Required work ▸ Please count the lines below that contain the word "player" and give only that number.

Information provided ▸
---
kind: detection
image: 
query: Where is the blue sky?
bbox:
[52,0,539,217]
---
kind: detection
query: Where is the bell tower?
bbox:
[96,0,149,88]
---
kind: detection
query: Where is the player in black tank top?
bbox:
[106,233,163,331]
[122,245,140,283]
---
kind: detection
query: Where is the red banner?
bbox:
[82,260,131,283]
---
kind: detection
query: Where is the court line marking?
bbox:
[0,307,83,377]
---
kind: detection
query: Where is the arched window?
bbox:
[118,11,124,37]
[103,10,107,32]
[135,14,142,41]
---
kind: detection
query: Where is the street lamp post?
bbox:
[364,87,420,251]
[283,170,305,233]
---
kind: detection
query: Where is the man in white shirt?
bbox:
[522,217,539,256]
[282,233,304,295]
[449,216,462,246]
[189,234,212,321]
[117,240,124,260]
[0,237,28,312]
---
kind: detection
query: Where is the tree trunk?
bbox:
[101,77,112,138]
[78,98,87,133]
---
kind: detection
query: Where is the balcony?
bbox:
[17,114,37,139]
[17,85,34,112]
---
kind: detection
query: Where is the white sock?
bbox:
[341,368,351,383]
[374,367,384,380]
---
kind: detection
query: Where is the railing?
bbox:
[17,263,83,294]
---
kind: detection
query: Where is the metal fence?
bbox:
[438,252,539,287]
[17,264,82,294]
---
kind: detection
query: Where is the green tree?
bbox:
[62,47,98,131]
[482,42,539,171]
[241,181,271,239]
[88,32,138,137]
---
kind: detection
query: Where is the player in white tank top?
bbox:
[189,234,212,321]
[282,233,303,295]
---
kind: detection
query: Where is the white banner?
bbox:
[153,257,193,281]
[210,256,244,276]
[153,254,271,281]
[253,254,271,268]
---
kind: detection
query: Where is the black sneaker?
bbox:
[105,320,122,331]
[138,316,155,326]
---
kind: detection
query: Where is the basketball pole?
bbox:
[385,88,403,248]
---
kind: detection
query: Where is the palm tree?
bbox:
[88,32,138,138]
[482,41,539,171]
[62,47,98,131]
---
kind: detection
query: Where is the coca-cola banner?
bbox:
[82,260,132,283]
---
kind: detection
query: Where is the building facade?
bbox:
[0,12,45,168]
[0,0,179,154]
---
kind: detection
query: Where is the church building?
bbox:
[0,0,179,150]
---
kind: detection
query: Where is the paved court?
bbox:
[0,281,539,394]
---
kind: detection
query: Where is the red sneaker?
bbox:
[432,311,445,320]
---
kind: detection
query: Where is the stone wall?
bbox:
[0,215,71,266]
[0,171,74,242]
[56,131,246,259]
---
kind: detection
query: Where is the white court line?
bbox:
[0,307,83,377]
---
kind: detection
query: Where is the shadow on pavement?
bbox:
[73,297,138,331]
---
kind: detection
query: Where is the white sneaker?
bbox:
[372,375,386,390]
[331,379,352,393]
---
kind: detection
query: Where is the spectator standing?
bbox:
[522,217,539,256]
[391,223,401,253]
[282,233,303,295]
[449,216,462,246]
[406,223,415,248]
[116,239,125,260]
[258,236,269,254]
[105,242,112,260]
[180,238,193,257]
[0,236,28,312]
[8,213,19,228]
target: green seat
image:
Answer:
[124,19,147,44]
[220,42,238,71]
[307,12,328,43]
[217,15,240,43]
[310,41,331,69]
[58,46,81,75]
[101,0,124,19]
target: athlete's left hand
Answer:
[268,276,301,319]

Exercise output ▸ 2